_点ラベル付けセットの項目_

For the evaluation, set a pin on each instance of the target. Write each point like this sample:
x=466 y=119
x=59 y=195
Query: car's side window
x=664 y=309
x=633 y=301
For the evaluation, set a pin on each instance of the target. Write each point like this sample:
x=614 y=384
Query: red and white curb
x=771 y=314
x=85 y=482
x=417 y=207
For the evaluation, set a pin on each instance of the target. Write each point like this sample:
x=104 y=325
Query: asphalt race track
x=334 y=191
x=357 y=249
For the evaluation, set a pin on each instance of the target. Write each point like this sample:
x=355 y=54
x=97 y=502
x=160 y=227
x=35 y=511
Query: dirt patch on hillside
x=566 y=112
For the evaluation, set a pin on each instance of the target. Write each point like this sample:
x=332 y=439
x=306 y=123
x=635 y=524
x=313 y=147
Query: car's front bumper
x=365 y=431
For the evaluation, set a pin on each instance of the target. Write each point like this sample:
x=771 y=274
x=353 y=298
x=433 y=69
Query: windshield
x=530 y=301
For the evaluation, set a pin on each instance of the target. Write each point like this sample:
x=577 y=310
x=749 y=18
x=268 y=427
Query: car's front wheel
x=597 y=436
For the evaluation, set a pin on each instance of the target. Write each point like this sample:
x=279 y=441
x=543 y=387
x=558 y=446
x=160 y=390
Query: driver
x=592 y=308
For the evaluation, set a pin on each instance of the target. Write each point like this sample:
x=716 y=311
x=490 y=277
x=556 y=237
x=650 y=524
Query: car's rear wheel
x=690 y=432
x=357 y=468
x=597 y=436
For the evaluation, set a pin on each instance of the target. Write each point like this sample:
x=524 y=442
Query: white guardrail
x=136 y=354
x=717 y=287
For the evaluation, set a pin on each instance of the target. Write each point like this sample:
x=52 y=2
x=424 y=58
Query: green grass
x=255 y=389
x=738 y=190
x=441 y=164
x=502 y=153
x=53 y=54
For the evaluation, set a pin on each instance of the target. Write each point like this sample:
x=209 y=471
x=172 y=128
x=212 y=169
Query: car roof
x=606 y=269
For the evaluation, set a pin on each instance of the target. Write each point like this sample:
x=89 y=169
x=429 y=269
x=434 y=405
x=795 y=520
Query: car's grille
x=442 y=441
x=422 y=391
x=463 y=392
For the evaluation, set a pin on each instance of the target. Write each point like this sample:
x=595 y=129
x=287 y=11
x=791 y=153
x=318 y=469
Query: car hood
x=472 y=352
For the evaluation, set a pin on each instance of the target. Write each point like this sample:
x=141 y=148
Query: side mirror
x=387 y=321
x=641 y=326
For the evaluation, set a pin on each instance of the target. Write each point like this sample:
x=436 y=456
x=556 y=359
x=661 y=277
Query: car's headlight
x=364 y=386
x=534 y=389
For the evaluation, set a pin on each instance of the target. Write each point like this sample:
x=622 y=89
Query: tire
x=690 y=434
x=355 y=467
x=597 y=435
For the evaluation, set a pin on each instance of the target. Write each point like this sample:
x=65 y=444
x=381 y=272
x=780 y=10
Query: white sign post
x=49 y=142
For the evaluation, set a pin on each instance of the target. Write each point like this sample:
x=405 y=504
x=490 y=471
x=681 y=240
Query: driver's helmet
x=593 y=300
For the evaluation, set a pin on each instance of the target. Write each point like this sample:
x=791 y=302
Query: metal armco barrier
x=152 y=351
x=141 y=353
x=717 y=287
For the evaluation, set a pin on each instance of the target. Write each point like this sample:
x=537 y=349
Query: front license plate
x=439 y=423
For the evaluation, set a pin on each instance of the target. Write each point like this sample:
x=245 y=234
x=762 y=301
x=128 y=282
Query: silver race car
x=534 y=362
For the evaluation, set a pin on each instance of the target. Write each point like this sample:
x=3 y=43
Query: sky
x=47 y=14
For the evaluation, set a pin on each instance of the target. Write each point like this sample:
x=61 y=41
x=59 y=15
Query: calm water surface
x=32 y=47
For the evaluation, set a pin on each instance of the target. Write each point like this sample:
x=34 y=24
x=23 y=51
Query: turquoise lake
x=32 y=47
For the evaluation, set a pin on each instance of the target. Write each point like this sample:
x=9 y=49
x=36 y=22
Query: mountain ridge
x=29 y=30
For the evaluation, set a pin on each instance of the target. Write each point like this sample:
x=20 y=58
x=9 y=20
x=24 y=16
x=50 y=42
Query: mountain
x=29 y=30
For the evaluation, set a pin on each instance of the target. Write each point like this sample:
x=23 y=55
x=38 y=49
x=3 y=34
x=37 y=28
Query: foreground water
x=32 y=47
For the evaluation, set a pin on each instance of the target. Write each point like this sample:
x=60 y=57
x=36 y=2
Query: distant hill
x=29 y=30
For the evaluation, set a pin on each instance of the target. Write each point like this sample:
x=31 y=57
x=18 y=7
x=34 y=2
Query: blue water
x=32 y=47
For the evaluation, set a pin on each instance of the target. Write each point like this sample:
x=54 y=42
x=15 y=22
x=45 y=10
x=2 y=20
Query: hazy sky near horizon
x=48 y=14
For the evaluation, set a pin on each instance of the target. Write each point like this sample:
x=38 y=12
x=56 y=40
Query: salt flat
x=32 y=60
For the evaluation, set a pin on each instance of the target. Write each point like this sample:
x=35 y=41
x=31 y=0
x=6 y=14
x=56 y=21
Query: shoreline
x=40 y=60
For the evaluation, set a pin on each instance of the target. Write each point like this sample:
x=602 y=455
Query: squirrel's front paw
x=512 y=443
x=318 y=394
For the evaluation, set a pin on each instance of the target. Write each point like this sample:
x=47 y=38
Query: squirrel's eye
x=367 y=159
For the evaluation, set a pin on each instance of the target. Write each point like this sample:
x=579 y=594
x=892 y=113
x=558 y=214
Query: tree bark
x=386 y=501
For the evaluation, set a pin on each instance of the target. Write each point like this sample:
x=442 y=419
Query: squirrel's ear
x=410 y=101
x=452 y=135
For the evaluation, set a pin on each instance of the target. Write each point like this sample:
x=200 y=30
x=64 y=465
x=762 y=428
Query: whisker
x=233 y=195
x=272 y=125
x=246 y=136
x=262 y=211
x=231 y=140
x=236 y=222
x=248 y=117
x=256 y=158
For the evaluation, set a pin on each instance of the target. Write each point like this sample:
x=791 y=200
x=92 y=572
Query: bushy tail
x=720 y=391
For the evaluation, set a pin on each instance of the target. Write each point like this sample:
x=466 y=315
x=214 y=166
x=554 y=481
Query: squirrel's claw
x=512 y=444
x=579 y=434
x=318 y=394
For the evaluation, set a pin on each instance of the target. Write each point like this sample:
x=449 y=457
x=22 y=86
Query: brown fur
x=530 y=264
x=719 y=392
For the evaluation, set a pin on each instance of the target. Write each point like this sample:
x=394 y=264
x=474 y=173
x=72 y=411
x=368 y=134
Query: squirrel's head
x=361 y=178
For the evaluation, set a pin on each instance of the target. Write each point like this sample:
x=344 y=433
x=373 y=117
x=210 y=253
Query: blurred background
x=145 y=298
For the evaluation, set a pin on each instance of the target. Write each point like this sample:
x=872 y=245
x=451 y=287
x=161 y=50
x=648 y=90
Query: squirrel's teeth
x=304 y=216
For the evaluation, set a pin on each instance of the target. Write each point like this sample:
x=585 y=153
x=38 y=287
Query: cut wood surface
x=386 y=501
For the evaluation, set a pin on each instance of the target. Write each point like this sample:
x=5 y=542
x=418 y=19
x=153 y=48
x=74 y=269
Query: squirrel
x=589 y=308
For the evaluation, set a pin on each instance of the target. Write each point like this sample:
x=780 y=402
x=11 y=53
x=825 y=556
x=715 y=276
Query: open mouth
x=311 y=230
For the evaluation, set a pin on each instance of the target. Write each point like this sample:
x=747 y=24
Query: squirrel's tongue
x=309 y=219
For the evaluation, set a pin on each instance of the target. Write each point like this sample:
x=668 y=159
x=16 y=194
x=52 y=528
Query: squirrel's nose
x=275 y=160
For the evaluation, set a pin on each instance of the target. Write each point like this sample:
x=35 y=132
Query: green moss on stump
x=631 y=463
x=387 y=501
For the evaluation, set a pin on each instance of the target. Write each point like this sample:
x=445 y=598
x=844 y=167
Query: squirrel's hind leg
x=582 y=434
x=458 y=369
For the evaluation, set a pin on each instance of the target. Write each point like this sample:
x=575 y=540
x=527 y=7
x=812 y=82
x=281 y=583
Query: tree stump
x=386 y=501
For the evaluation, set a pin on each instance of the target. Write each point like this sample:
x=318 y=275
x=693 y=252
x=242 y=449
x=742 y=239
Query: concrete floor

_やること_
項目の冒頭から「x=633 y=301」を含む行までを依頼文も含めてもう一度書き出し、その際に解答の座標の数値すべてに28を加えてもらえますか？範囲は最初の行と「x=633 y=301」の行の両方を含み、それ以降の行は不要です。

_出力_
For the evaluation, set a pin on each instance of the target. Write each point like this sample:
x=466 y=119
x=59 y=195
Query: car's side window
x=692 y=337
x=661 y=329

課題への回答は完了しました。